• Exercices à faire:
1. Recopiez le passage de l'article sur Pont-Saint-Esprit qui va de "Par la rédaction" à "de la Grand'Rue.", ces deux bornes comprises.
2. Résumez en deux phrases l'article sur l'affaire du pain maudit de Pont-Saint-Esprit.
3. Écrivez la suite de l'article sur l'affaire du pain maudit de Pont-Saint-Esprit, à partir de sa dernière phrase.
*** Extrait choisi ***
17 août 1951 : vent de folie inexpliqué à Pont-Saint-Esprit

Que s'est-il passé dans la tranquille bourgade de Pont-Saint-Esprit dans le Gard en ce mois d'août 1951 ? Car le 17 août, les salles d'attente des médecins sont soudainement pleines. Ainsi débute l'incroyable histoire du "pain maudit".


Par la rédaction de l'INA - Publié le 13.08.2021 - Mis à jour le 20.08.2021
L'affaire du pain maudit de Pont Saint Esprit - 1960 - 04:59 - vidéo
 

Nous sommes à la mi-août dans la cité médiévale de Pont-Saint-Esprit. De manière inexpliquée une grande partie des habitants commencent à souffrir de douleurs atroces, de coliques. A ces symptômes déjà inquiétants s'ajoutent bientôt des crises de démence et des décès. Les trois médecins de la ville, les Docteurs Gabbaï, Vieu et Chavac se réunissent pour tenter de comprendre ce qui se passe. Tous trois constatent les mêmes maux : vomissements, coliques, violents maux de tête, picotements, et même hallucinations… Leur conclusion : il s'agit d'une intoxication alimentaire. Oui mais provoquée par quoi ? Leurs doutes se portent rapidement sur Roch Briand, le boulanger de la Grand'Rue. 

L'archive que nous vous proposons en tête d'article date de 1960, soit neuf ans après les faits. Des témoins directs relatent cette affaire qui défraya la chronique. Le docteur Vieu d'abord, qui raconte avoir très vite alerté le boulanger que son pain devait être toxique : "Effectivement ce pain rendait fou. On reparlait du mal des ardents". Vient ensuite un Spiripontain qui raconte commente il a vécu ses crises de folie : "J'ai été 21 jours sans dormir… Mes nuits, je les ai passées à compter, à murmurer le mot de "saxophile", ce qui ne veut strictement rien dire." Heureusement, il lui restera assez de conscience pour ne pas se jeter dans sa cage d'escalier. A ses côtés, sa fille, 5 ans à l'époque, avait souffert elle aussi d'hallucinations, "voyant du sang qui tombait du plafond…".
*** Enregistrements fournis ***
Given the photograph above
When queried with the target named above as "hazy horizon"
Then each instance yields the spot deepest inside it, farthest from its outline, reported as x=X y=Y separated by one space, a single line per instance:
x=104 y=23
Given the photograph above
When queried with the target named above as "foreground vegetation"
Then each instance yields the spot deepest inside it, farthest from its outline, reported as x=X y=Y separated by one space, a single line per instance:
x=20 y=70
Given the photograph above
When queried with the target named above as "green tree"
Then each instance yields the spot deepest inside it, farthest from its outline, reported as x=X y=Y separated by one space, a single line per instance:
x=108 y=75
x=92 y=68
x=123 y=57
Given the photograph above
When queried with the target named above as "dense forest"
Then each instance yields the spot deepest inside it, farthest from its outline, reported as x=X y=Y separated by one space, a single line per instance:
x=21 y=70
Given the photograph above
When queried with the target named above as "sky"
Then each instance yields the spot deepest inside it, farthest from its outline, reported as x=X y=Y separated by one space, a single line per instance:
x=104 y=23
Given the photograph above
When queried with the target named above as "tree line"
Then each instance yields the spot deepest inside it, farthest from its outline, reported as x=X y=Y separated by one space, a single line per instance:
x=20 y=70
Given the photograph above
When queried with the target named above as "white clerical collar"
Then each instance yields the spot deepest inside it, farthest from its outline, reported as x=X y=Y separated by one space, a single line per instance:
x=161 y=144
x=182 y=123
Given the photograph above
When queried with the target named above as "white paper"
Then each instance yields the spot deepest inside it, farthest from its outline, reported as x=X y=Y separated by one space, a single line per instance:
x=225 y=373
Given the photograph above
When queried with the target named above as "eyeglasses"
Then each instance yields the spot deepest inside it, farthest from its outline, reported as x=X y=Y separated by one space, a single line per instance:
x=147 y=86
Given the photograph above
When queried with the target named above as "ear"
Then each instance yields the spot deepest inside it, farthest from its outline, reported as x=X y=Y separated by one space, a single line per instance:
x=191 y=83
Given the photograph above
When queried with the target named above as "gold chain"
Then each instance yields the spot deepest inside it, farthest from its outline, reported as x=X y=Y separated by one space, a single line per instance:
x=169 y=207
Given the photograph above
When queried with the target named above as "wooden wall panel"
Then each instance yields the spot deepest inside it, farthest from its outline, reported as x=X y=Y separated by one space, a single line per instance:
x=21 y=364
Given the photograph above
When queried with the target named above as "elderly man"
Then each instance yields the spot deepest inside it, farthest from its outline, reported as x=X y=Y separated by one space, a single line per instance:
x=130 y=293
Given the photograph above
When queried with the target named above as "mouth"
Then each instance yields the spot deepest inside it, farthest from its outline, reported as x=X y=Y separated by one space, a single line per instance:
***
• Réponses données:
1.
Par la rédaction de l'INA - Publié le 13.08.2021 - Mis à jour le 20.08.2021
L'affaire du pain maudit de Pont Saint Esprit - 1960 - 04:59 - vidéo
 

Nous sommes à la mi-août dans la cité médiévale de Pont-Saint-Esprit. De manière inexpliquée une grande partie des habitants commencent à souffrir de douleurs atroces, de coliques. A ces symptômes déjà inquiétants s'ajoutent bientôt des crises de démence et des décès. Les trois médecins de la ville, les Docteurs Gabbaï, Vieu et Chavac se réunissent pour tenter de comprendre ce qui se passe. Tous trois constatent les mêmes maux : vomissements, coliques, violents maux de tête, picotements, et même hallucinations… Leur conclusion : il s'agit d'une intoxication alimentaire. Oui mais provoquée par quoi ? Leurs doutes se portent rapidement sur Roch Briand, le boulanger de la Grand'Rue.

2. En août 1951, à Pont-Saint-Esprit, une grande partie des habitants a souffert de douleurs atroces, de coliques et d'hallucinations, et des crises de démence et des décès ont suivi. Les trois médecins de la ville ont conclu à une intoxication alimentaire et ont vite soupçonné Roch Briand, le boulanger de la Grand'Rue.

3.
Mais tout le monde ne s'en sortira pas aussi bien qu'eux. La première mort survient trois jours plus tard. On cherche des responsables. Le boulanger ? Le meunier ? Le 20 août, Albert Hébrard, le maire, fait fermer les boulangeries de la ville, où l'on doit désormais manger des biscottes. La nuit du 24 août est terrible, la ville de 3400 âmes perd littéralement "la boule" : "On était fadas". Les scènes d'hallucinations et de violences se multiplient. Certains battent leur conjoint, d'autres se jettent par la fenêtre, se brisant les jambes, un autre plongera dans le Rhône pensant échapper à des serpents… Les animaux domestiques aussi sombrent dans la démence. Des chats hirsutes font des bonds jusqu'au plafond tandis que des chiens attaquent des arbres…

En 1960, date de l'archive, après 9 ans de procédures, les victimes n'ont toujours pas été indemnisées : "Jamais je n'ai reçu la visite d'un policier…" déplore Monsieur Delaquis, de l'Association des victimes, atterré par les nombreux dysfonctionnements dans l'enquête. A l'époque, le boulanger vendait toujours son pain mais on ne savait toujours pas clairement ce qui avait été à l'origine de l'intoxication. 

Les hypothèses : ergot de seigle contre LSD

Il faudra attendre des années pour obtenir un début d'explication. Pour les spécialistes, l'ergot de seigle, un champignon parasite des céréales, aurait été responsable de ce drame. Au Moyen-âge, on l'appelait "le mal des ardents". Une hypothèse privilégiée en 1985.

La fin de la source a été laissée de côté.